Records from a data source:
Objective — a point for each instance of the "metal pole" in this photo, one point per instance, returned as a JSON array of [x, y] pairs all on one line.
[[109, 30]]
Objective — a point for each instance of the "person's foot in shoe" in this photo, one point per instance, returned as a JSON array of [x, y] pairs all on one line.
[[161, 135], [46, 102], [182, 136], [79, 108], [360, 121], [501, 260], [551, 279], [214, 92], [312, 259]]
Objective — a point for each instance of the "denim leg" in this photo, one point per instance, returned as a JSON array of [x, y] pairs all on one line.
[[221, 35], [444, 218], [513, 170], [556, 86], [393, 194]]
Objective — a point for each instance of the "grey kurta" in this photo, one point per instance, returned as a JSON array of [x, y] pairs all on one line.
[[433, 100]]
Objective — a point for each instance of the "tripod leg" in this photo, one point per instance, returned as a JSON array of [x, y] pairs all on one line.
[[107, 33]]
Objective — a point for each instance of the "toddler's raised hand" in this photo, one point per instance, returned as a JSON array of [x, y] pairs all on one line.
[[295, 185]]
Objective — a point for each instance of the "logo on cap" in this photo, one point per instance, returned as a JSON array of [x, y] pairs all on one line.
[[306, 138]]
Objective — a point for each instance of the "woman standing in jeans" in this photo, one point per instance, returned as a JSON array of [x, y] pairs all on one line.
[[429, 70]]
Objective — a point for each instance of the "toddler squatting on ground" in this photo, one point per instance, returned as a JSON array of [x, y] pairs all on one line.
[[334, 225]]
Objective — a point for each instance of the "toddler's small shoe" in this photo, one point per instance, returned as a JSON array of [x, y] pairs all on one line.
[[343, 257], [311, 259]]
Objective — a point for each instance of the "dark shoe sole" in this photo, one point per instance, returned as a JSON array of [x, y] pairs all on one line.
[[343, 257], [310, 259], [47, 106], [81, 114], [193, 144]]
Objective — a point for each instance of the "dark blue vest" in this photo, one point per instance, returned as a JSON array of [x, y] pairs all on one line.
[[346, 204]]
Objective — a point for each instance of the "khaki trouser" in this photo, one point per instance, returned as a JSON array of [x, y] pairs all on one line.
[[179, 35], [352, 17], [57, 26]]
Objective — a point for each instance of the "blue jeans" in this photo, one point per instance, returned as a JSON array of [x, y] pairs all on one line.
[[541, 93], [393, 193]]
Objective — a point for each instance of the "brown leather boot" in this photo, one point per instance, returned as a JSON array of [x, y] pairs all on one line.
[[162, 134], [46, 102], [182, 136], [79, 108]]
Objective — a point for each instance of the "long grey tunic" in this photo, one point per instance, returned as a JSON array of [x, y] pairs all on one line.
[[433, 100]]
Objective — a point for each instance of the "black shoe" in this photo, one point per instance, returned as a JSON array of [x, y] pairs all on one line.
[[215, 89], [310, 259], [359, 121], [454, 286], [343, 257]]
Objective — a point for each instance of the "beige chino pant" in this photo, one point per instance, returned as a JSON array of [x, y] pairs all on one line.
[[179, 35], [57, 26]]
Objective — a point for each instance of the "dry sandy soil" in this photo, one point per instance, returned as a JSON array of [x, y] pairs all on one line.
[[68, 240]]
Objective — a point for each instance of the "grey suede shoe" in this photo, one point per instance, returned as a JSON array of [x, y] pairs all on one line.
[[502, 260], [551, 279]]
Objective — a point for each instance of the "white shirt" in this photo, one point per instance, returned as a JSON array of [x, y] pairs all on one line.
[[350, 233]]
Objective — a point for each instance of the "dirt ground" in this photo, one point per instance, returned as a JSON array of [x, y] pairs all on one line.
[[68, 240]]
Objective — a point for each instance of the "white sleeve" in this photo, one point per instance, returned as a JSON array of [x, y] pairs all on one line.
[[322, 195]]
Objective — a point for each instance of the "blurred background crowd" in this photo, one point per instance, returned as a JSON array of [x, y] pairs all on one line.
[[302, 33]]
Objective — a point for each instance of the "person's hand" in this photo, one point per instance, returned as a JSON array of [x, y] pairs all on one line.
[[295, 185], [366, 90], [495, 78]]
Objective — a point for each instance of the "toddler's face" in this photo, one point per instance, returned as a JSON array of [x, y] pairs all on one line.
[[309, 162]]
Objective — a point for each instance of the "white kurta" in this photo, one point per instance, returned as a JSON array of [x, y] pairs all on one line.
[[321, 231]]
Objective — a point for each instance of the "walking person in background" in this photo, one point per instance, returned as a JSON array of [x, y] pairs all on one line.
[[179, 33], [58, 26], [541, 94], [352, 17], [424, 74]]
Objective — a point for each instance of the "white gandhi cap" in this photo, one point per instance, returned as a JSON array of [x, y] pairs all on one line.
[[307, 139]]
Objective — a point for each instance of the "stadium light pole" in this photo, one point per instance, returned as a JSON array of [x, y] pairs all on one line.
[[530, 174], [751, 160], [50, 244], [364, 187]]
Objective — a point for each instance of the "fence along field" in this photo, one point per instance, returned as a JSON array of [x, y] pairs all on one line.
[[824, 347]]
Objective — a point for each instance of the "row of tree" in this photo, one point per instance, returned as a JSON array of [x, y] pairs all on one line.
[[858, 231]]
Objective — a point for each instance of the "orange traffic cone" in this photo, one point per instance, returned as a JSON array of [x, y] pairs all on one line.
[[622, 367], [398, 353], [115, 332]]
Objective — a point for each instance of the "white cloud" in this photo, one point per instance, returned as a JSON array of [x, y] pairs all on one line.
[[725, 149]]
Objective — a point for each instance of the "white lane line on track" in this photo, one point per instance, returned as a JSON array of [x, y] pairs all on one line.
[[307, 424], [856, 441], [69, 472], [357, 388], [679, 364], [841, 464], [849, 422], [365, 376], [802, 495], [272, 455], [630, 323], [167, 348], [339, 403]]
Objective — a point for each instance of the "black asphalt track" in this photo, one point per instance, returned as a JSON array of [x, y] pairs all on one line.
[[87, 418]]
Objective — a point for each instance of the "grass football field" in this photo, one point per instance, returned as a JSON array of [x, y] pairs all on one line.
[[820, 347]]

Task objective -> Reproduce the listing above verbatim, line for line, from start to finish.

Response ->
Objective — a point for each instance of the "metal pole" in this photo, one point per instance, returned as a JSON array of [x, y] pairs all on one line.
[[109, 30]]
Objective — a point for each instance of the "person's foot in shoe" in this photo, one point per instance, returned as a JSON array of [x, y] pairs all on one line.
[[161, 135], [46, 102], [182, 136], [79, 108], [360, 121], [501, 260], [551, 279], [214, 92], [312, 259]]
Objective — a point for each instance of the "denim leg" in this photo, one point per instance, returned as a JSON array of [x, y] pairs all on one line.
[[221, 35], [444, 218], [513, 170], [556, 86], [393, 194]]
Objective — a point for each instance of the "grey kurta" in this photo, one point per instance, returned as a JSON array of [x, y] pairs all on one line.
[[433, 100]]
Objective — a point for each instance of the "tripod leg" in this photo, one point per instance, returned as a JSON array of [x, y] pairs all on one line.
[[107, 33]]
Objective — a point for each instance of the "toddler's raised hand" in this photo, one point per instance, returned as a JSON array of [x, y] pairs all on one line.
[[295, 185]]
Objective — a point for each instance of the "logo on cap" in this photo, one point per instance, returned as a JSON array of [x, y] pairs all on one line.
[[306, 138]]
Objective — a point for each instance of the "woman standing in jeans" in this photo, one point per instance, returned as a JSON array of [x, y] pairs all on one line.
[[429, 70]]
Objective — a point for each instance of the "toddler squatting on ground" in this photo, one point per instance, returned as a JSON array of [x, y] pairs all on one line.
[[334, 225]]
Objective — a point for each instance of the "toddler's small shoe" in this photo, one point per instance, returned as a JSON array of [x, y] pairs all on one line.
[[343, 257], [311, 259]]
Objective — a point for each instance of the "dark shoe sole" in this photo, one point per instance, returned as a JSON array of [x, y] pairs all on one line.
[[343, 257], [310, 259], [47, 106], [81, 114], [193, 144]]
Objective — a point for each instance of the "dark blue vest" in this photo, one point per instance, returned as a JSON array of [x, y] pairs all on one line.
[[346, 204]]
Objective — a point for each instance of the "khaki trouser" in this photo, one point per instance, returned as a JSON array of [x, y] pairs all on one line.
[[179, 35], [352, 17], [57, 26]]
Objective — a point for each instance of the "blue jeans" in this photo, one point per instance, returned as a JSON array of [x, y] pairs all on one line.
[[541, 93], [393, 193]]
Objective — a point for each instance of the "brown leather boot" in this photo, one point per instance, returned as a JSON array of [x, y] pairs all on one line.
[[162, 134], [46, 102], [182, 136], [79, 108]]
Objective — a point for each instance of the "long grey tunic" in this photo, one point per instance, returned as a JSON array of [x, y] pairs all on one line.
[[433, 100]]
Objective — a point for each instance of the "black shoe" in this photo, one point per instance, returned as a JSON array of [x, y] pairs all on one line.
[[215, 89], [310, 259], [359, 121], [454, 286], [343, 257]]
Objective — a point for each instance of the "beige chino pant" in this photo, one point per instance, returned as a JSON array of [x, y] pairs all on one line.
[[179, 35], [57, 26]]
Objective — a point for each instance of the "dry sandy soil" in this photo, one point per instance, returned as a JSON array of [x, y] pairs all on one line.
[[68, 240]]
Objective — a point for each instance of the "grey suede shoe" in this photo, one point per instance, returned as a JSON array of [x, y] pairs all on one line.
[[502, 260], [551, 279]]
Objective — a point for each instance of the "white shirt" in this photo, one point per instance, returned as a JSON array of [x, y] pairs all on one line.
[[350, 233]]
Objective — a point for each instance of the "dirt ground" in this photo, one point per instance, returned as a JSON array of [x, y] pairs all on one line.
[[68, 240]]
Objective — a point for each instance of the "white sleeve" in this photo, one point per instance, returned as a JSON array of [x, y] pairs all on one line.
[[322, 195]]
Objective — a point for each instance of the "blurred background crowd" in this photo, one point per instance, returned as a JSON array of [x, y] pairs all on one line.
[[302, 33]]
Objective — a point for each instance of the "person's hand" in this photo, one point per instance, returned as a JSON array of [x, y] pairs all on one line.
[[295, 185], [366, 90], [495, 78]]
Objective — a point for each instance of the "toddler's face" in this photo, one point per instance, returned as a JSON array of [x, y] pairs all on one line.
[[309, 162]]
Objective — a point for each instance of the "white kurta" in this photo, one point per instance, returned as a JSON array of [x, y] pairs all on one line.
[[321, 231]]
Objective — a point for each instance of the "walking person in background" in this photo, one point per instance, returned as a JSON array of [x, y] pairs all on one line.
[[179, 33], [58, 26], [541, 94], [352, 17], [424, 74]]
Objective — a point for each instance of the "white gandhi cap" in this photo, one point per instance, returned as a JSON array of [x, y] pairs all on one line.
[[307, 139]]
Objective — a point for each instance of the "stadium light pole" in this photo, one point per instance, returned as a JSON array of [x, y] pairs all on one line.
[[530, 174], [751, 160], [50, 244], [364, 187]]
Objective — a point for each instance of the "fence along field" in this photo, one point per instance, returned as a JSON array of [x, y] pairs all on one line.
[[824, 347]]
Objective — a point for each instance of the "row of tree" in this photo, one point per instance, returned as a JSON array of [x, y] pairs all on one line.
[[858, 231]]
Objective — a point for each instance of the "orange traffic cone" in this photo, one point per instance, returned as a JSON array of [x, y] pairs all on one line.
[[622, 367], [398, 353], [115, 332]]
Objective — a point for each instance of the "white cloud" in this photo, one point per instance, returned as a JSON array of [x, y] pairs all on one line.
[[725, 149]]
Objective — a point for each instance of the "white lane line on track" in this photo, one point per instance, returned as a JSON array of [x, y] pairs all on one line.
[[307, 424], [856, 441], [69, 472], [357, 388], [679, 364], [841, 464], [849, 422], [365, 376], [802, 495], [272, 455], [630, 323], [167, 348], [339, 403]]
Objective — a point for each instance of the "black asphalt track" in this photo, one point per instance, returned as a JSON array of [x, y] pairs all on one line.
[[87, 418]]
Objective — a point for each instance of the "grass football field" in this photo, one point per instance, returned as a JSON array of [x, y] pairs all on one line.
[[820, 347]]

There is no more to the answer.